> **INPUT RECORDS**
****

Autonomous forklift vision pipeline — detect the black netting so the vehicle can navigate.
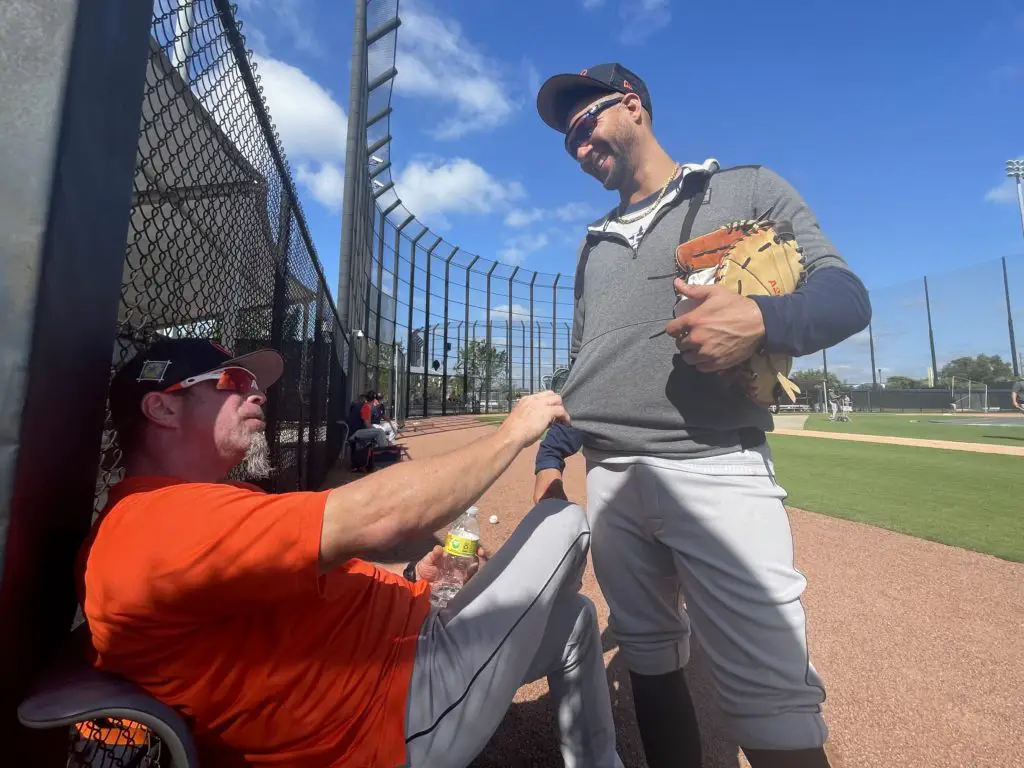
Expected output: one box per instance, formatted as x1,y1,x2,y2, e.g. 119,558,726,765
96,0,347,518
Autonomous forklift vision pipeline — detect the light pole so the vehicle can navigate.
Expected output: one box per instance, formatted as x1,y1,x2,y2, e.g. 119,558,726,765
1007,160,1024,233
1002,160,1024,376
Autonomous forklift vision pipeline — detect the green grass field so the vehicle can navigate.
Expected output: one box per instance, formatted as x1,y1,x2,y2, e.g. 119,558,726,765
769,436,1024,562
804,414,1024,446
478,414,1024,562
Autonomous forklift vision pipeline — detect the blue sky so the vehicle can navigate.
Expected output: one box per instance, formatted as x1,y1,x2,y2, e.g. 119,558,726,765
232,0,1024,381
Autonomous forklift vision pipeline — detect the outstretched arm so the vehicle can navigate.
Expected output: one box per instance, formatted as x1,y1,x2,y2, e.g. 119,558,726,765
319,392,568,572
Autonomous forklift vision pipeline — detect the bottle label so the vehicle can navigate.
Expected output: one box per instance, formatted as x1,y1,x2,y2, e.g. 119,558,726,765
444,534,479,557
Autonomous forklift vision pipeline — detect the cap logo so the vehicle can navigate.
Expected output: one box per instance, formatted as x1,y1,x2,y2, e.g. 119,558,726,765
135,360,171,383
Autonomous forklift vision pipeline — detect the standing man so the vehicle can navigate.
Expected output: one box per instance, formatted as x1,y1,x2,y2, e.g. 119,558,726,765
535,63,870,768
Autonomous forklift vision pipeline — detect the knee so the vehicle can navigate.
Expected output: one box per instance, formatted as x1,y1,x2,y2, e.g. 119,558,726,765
522,499,590,554
614,629,690,676
724,710,828,752
719,686,828,751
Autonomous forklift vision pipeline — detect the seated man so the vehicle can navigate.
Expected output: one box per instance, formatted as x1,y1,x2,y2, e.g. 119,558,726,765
352,390,395,447
367,392,398,444
77,340,622,768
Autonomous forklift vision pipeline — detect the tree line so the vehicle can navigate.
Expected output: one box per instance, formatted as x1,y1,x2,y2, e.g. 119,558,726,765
790,354,1015,394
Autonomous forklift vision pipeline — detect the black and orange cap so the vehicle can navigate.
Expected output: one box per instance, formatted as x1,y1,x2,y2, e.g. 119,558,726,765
110,339,285,426
537,62,654,133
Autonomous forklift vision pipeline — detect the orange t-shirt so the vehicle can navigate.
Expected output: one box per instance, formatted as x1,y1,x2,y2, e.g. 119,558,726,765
78,476,430,768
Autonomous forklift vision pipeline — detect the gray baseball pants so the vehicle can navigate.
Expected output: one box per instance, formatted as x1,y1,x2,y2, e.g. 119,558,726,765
587,445,828,750
406,500,623,768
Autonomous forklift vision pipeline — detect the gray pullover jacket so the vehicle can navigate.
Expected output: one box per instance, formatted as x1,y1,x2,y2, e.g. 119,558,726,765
537,166,869,462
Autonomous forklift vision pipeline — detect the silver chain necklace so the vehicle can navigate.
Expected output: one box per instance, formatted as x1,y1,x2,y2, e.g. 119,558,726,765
615,163,683,224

****

> **WRITTEN REQUEST**
Format every line of the rows above as a JSON list of strings, one string per line, skipping blank lines and leaving out the pictures.

> **EXPECTED OUTPUT**
[
  "Autonomous forklift vision pipeline — detect the black netting so the vehicle can navigate.",
  "Expected output: one box per instance, formatted as x1,y1,x2,y2, e.g. 119,558,726,765",
  "96,0,347,518",
  "Autonomous forklift vision pipeline — detect the light pole so the vehicle can navigate.",
  "Expected output: one box per instance, formatted as x1,y1,x2,y2, e.g. 119,558,726,765",
  "1007,160,1024,233",
  "1002,160,1024,376",
  "Autonomous forklift vision pipeline — detect the green grass field so the vehicle can navigate.",
  "Expected output: one box per instance, formatted as x1,y1,x2,y2, e.g. 119,558,726,765",
  "769,436,1024,562",
  "804,414,1024,446",
  "478,414,1024,562",
  "Autonomous forklift vision pipeline — detect the blue sky so the vehicle can navigate.",
  "Expected output: one box per instance, formatted as x1,y1,x2,y2, e.g. 119,558,726,765",
  "232,0,1024,381",
  "Autonomous forklift vision pipeline — detect the outstretched arm so the vehicle can navigate.",
  "Expected output: one box per instance, formatted as x1,y1,x2,y2, e.g. 119,558,726,765",
  "319,392,568,572",
  "Autonomous forklift vision pipeline — detect the bottle label so the vehicle can navigate.",
  "Expected output: one box per instance, formatted as x1,y1,x2,y2, e.g. 119,558,726,765",
  "444,534,479,557",
  "Autonomous forklift vision pipeline — detect the cap logo so the vehicle can navigate.",
  "Expected output: one box per instance, formatted as x1,y1,x2,y2, e.g. 119,558,726,765",
  "135,360,171,383",
  "Autonomous forklift vision pipeline — detect the standing man so the vehicle can navigate.",
  "Expected output: one box per instance, formatted as x1,y1,x2,y2, e.g. 119,558,726,765",
  "535,63,870,768",
  "Autonomous forklift vision pipeline — detect the knee so the vehicle can navigate.",
  "Expected output: one box per instance, formatted as x1,y1,x2,y2, e.g. 119,558,726,765",
  "522,499,590,554",
  "614,629,690,676",
  "724,710,828,752",
  "719,686,828,751",
  "Autonomous forklift vision pipeline — detect the seated man so the vehicle can navigate.",
  "Expected output: one box per instance, formatted as x1,y1,x2,y2, e.g. 119,558,726,765",
  "352,390,395,447",
  "367,392,398,444",
  "77,340,622,768",
  "Autonomous forklift vision pipeline — detect the tree line so the vehicle can navigate.",
  "Expected output: one box per instance, formatted as x1,y1,x2,y2, e.g. 119,558,726,765",
  "790,354,1015,394",
  "Autonomous forklift vision pipeline — detect the black and orange cap so the vehicle can navigate.",
  "Expected output: one box per instance, formatted as x1,y1,x2,y2, e.g. 119,558,726,765",
  "110,339,285,426",
  "537,62,654,133",
  "Autonomous forklift vision pipeline — detect the orange t-shirt so the vehicle can navigate.",
  "Expected output: one box per instance, formatted as x1,y1,x2,y2, e.g. 119,558,726,765",
  "78,476,430,768",
  "Autonomous forklift vision pipeline — detect the gray baseball pants so the vehicle can navigate.",
  "Expected output: one box per instance, formatted as x1,y1,x2,y2, e.g. 119,558,726,765",
  "587,445,828,750",
  "406,500,623,768",
  "Autonomous forklift vision pipeline — detect the gray pullover jacket so the vehicle can navigate.",
  "Expected output: one box per instance, formatted as x1,y1,x2,y2, e.g. 119,558,726,765",
  "537,166,869,462",
  "Autonomous forklift vision pipeline — detect the silver chain necklace so the vehicle can navigate.",
  "Expected output: one box per instance, formatted as x1,y1,x2,y2, e.g. 119,558,726,765",
  "615,163,683,224"
]